======== MATERIAL FOR THIS TASK
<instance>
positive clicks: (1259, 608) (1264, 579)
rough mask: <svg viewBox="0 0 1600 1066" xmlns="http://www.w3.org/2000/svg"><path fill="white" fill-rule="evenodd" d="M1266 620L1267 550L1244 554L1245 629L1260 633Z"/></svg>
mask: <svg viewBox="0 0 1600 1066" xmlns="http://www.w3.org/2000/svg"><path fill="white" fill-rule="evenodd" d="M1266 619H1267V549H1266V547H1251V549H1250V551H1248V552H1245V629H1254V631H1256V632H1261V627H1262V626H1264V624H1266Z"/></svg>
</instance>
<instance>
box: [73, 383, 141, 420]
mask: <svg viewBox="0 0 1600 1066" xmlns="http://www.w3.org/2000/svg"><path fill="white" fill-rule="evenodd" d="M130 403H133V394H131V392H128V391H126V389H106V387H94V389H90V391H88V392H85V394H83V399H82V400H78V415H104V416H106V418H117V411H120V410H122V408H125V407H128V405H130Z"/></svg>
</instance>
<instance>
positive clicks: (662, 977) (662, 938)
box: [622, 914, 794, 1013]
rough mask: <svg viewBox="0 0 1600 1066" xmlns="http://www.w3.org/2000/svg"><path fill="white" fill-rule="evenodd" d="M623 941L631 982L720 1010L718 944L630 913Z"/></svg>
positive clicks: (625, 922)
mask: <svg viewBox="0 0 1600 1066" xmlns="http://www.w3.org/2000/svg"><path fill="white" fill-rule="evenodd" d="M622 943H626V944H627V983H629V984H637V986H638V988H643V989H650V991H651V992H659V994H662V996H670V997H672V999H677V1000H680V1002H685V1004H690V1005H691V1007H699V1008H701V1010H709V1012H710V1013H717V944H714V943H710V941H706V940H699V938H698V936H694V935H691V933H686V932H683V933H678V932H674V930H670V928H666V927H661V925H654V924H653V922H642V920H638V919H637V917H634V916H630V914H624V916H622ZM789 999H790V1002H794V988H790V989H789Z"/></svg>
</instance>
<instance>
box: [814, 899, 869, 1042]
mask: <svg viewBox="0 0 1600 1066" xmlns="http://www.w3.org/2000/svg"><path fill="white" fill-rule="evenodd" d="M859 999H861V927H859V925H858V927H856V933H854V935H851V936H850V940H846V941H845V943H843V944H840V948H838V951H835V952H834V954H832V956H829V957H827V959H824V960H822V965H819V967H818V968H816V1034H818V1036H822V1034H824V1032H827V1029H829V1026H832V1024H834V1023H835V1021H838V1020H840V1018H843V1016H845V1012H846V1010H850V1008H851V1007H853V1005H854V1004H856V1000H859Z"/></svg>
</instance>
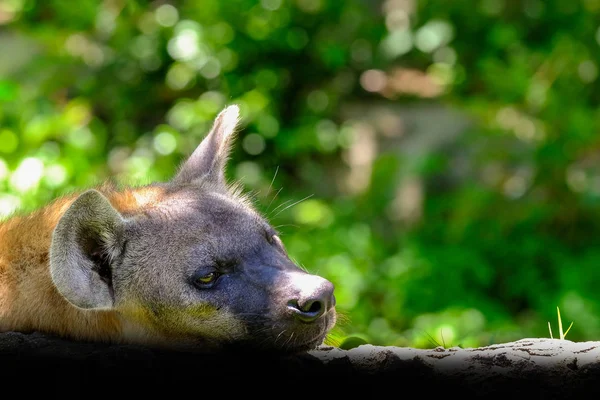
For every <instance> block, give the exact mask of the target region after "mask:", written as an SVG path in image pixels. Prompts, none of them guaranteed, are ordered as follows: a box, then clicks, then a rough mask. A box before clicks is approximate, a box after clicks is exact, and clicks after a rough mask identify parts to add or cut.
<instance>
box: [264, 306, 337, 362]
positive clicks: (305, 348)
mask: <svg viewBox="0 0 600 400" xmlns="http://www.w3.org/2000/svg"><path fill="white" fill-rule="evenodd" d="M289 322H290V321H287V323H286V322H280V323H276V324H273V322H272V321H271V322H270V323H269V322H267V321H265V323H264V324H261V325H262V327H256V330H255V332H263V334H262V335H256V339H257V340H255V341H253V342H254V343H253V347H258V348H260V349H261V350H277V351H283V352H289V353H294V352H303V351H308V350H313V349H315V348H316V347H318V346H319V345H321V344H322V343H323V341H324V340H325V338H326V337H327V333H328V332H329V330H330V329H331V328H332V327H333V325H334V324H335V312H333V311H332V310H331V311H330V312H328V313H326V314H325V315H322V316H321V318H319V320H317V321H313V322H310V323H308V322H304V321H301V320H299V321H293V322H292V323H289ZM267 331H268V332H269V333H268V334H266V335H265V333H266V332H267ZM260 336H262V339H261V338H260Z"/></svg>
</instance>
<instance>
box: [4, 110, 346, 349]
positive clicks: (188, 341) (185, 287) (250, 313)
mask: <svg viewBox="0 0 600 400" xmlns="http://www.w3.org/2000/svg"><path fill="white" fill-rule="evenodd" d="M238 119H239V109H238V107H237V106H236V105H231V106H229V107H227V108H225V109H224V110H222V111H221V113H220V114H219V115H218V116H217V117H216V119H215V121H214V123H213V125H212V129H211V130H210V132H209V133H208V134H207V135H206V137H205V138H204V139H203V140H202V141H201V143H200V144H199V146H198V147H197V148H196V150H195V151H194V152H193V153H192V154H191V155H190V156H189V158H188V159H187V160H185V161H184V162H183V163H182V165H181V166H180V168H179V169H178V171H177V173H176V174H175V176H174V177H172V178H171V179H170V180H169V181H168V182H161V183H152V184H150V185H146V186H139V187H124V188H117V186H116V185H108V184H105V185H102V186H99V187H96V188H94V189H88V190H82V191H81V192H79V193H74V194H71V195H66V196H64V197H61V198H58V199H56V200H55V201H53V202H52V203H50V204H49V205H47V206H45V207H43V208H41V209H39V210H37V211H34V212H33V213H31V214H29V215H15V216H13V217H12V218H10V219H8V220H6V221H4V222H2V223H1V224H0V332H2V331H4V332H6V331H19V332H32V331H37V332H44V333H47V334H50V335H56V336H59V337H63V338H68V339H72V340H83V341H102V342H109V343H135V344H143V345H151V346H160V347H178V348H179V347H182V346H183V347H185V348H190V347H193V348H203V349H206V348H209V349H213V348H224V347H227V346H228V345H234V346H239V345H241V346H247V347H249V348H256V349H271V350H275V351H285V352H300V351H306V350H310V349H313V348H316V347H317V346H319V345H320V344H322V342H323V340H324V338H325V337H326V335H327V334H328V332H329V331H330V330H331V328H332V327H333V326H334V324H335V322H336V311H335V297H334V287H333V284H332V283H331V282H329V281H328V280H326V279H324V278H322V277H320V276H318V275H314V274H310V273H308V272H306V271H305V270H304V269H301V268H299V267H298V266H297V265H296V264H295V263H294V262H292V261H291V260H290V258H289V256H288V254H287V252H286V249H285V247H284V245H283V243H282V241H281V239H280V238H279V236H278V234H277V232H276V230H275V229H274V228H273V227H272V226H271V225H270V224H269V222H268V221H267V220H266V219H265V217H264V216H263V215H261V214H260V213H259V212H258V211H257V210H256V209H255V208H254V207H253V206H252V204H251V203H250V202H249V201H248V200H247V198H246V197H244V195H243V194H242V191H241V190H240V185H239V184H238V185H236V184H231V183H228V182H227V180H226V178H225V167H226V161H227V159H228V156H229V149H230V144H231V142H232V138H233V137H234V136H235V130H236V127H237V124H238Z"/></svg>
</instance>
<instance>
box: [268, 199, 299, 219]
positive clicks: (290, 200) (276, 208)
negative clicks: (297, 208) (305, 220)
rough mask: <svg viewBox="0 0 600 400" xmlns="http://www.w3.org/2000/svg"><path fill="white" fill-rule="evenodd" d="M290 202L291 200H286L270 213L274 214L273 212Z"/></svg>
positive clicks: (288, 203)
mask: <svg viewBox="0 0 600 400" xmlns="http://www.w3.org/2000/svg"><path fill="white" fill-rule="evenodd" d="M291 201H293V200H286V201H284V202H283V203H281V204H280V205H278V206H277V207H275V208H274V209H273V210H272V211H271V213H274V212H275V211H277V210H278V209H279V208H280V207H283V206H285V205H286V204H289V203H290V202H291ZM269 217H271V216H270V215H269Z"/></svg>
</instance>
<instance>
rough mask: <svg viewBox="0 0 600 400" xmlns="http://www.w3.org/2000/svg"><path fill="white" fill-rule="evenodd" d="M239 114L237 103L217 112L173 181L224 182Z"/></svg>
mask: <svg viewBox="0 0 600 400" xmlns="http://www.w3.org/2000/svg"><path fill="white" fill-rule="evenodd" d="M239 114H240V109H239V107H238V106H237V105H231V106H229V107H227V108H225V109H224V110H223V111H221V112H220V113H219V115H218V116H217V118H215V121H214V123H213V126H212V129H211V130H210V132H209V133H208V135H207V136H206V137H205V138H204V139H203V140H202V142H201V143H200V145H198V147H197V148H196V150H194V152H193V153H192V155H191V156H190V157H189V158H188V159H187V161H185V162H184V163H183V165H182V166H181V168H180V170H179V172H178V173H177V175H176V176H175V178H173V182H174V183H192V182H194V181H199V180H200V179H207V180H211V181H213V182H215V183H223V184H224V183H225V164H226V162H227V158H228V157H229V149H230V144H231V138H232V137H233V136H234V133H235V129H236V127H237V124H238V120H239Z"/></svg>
================
• PROBLEM STATEMENT:
Given the records above, restate word for word only the lines starting at the one with "box: [622, 914, 794, 1013]" and ending at the one with "941L631 982L720 1010L718".

• EXERCISE OUTPUT:
box: [622, 914, 794, 1013]
rough mask: <svg viewBox="0 0 1600 1066" xmlns="http://www.w3.org/2000/svg"><path fill="white" fill-rule="evenodd" d="M623 941L631 982L720 1010L718 944L630 913Z"/></svg>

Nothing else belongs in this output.